RECORDS PROVIDED section start
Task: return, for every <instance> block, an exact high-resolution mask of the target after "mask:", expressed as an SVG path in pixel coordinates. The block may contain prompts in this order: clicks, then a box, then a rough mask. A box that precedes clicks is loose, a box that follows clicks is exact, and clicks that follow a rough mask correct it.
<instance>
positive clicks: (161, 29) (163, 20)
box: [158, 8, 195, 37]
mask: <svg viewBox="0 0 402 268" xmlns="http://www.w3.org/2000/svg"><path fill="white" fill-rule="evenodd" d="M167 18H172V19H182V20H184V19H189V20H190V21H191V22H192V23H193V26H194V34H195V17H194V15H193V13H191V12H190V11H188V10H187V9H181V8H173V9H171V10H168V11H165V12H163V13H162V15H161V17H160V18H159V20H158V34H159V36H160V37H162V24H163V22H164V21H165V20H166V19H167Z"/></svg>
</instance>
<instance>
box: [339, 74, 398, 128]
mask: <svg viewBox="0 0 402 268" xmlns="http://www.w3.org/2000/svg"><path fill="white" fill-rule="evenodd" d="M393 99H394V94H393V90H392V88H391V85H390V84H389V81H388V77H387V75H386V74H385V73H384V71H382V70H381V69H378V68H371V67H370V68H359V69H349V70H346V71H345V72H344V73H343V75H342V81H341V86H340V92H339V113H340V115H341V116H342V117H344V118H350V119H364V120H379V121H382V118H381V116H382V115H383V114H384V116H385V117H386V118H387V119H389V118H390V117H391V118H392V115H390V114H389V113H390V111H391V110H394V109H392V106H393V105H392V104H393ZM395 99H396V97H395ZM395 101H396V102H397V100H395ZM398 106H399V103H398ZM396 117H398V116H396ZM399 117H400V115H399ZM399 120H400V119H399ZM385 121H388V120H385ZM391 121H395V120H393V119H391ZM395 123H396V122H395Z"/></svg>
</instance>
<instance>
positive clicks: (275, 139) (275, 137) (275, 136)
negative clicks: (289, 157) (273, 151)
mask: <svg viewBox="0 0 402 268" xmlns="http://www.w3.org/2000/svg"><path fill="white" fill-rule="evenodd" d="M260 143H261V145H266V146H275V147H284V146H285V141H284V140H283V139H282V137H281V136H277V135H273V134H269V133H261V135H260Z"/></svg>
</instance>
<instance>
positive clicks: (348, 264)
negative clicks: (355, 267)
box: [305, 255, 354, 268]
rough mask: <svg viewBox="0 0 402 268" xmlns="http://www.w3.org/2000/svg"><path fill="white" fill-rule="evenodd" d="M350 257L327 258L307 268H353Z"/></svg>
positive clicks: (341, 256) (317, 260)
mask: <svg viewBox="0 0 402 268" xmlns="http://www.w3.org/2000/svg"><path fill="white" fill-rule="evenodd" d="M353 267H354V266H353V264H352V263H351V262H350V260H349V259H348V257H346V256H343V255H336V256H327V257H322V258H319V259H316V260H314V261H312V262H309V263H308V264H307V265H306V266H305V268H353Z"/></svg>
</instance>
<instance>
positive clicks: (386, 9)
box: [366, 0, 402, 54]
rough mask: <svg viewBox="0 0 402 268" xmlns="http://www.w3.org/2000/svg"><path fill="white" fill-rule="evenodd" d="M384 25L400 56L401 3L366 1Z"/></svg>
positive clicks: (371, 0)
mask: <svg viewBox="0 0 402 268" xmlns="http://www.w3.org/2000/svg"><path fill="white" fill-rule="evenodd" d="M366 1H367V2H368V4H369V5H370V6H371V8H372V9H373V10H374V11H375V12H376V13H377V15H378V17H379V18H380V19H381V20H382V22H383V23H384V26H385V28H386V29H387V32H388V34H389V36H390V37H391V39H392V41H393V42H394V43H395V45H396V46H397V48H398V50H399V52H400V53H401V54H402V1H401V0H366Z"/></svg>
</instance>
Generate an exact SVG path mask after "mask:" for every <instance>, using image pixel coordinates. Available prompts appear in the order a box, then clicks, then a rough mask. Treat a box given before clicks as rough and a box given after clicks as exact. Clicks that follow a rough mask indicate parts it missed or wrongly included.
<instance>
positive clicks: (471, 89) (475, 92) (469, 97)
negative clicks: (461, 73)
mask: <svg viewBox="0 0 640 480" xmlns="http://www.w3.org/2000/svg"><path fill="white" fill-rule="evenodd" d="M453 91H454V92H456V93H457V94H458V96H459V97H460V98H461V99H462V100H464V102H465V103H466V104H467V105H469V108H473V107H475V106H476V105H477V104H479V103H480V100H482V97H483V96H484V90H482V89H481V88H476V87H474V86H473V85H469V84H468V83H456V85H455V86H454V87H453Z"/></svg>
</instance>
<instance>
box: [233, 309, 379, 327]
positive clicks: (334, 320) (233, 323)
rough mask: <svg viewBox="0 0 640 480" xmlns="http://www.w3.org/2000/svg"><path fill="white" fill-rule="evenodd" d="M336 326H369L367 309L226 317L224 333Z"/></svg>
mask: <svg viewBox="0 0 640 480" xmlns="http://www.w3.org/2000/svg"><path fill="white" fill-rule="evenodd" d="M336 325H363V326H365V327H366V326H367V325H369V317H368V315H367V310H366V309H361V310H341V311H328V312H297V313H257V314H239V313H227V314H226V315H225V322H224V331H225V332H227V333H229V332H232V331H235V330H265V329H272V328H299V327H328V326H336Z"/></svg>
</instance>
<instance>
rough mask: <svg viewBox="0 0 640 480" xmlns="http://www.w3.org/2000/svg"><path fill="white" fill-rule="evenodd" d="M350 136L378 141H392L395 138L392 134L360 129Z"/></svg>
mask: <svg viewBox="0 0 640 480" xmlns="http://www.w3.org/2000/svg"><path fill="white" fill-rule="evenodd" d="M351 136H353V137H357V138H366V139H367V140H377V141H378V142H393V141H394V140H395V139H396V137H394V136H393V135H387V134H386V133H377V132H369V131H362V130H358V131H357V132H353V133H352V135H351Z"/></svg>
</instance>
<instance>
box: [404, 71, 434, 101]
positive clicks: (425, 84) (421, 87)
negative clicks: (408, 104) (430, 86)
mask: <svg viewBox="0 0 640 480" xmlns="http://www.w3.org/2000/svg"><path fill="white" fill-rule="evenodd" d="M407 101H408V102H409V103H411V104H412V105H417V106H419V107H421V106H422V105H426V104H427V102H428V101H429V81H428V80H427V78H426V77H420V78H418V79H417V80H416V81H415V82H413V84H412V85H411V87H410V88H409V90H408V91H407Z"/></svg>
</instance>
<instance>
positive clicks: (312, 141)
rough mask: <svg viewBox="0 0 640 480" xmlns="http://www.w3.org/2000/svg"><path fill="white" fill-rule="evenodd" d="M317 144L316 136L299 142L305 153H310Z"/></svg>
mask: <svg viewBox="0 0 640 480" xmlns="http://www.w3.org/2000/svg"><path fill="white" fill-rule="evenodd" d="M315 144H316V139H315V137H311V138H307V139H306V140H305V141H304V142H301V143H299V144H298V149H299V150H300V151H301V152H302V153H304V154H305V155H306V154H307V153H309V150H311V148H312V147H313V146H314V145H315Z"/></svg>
RECORDS PROVIDED section end
PROBLEM DESCRIPTION: Could you set down, word for word, only the lines above from the line with "positive clicks: (471, 89)" to the line with "positive clicks: (312, 141)", including both?

SOLUTION FOR THIS PROBLEM:
positive clicks: (471, 89) (475, 92) (469, 97)
negative clicks: (461, 73)
mask: <svg viewBox="0 0 640 480" xmlns="http://www.w3.org/2000/svg"><path fill="white" fill-rule="evenodd" d="M453 91H454V92H456V93H457V94H458V96H459V97H460V98H461V99H462V100H464V102H465V103H466V104H467V105H469V108H473V107H475V106H476V105H477V104H479V103H480V100H482V97H483V96H484V90H482V89H481V88H476V87H474V86H473V85H469V84H468V83H456V85H455V86H454V87H453Z"/></svg>
</instance>
<instance>
box: [233, 309, 379, 327]
positive clicks: (334, 320) (233, 323)
rough mask: <svg viewBox="0 0 640 480" xmlns="http://www.w3.org/2000/svg"><path fill="white" fill-rule="evenodd" d="M336 326H369L367 309L226 317L224 333Z"/></svg>
mask: <svg viewBox="0 0 640 480" xmlns="http://www.w3.org/2000/svg"><path fill="white" fill-rule="evenodd" d="M336 325H363V326H365V327H366V326H367V325H369V317H368V315H367V310H366V309H361V310H341V311H328V312H297V313H257V314H239V313H227V314H226V315H225V322H224V331H225V332H227V333H229V332H232V331H235V330H265V329H272V328H299V327H328V326H336Z"/></svg>
</instance>
<instance>
rough mask: <svg viewBox="0 0 640 480" xmlns="http://www.w3.org/2000/svg"><path fill="white" fill-rule="evenodd" d="M350 136L378 141H392L395 138L392 134L360 129Z"/></svg>
mask: <svg viewBox="0 0 640 480" xmlns="http://www.w3.org/2000/svg"><path fill="white" fill-rule="evenodd" d="M351 136H353V137H357V138H366V139H367V140H377V141H378V142H393V141H394V140H395V139H396V137H394V136H393V135H387V134H386V133H377V132H369V131H362V130H358V131H357V132H353V133H352V135H351Z"/></svg>
</instance>
<instance>
box: [404, 71, 434, 101]
positive clicks: (425, 84) (421, 87)
negative clicks: (408, 104) (430, 86)
mask: <svg viewBox="0 0 640 480" xmlns="http://www.w3.org/2000/svg"><path fill="white" fill-rule="evenodd" d="M407 101H408V102H409V103H411V104H412V105H417V106H419V107H421V106H422V105H426V104H427V102H428V101H429V81H428V80H427V78H426V77H420V78H418V79H417V80H416V81H415V82H413V84H412V85H411V87H410V88H409V90H408V91H407Z"/></svg>
</instance>
<instance>
positive clicks: (312, 141)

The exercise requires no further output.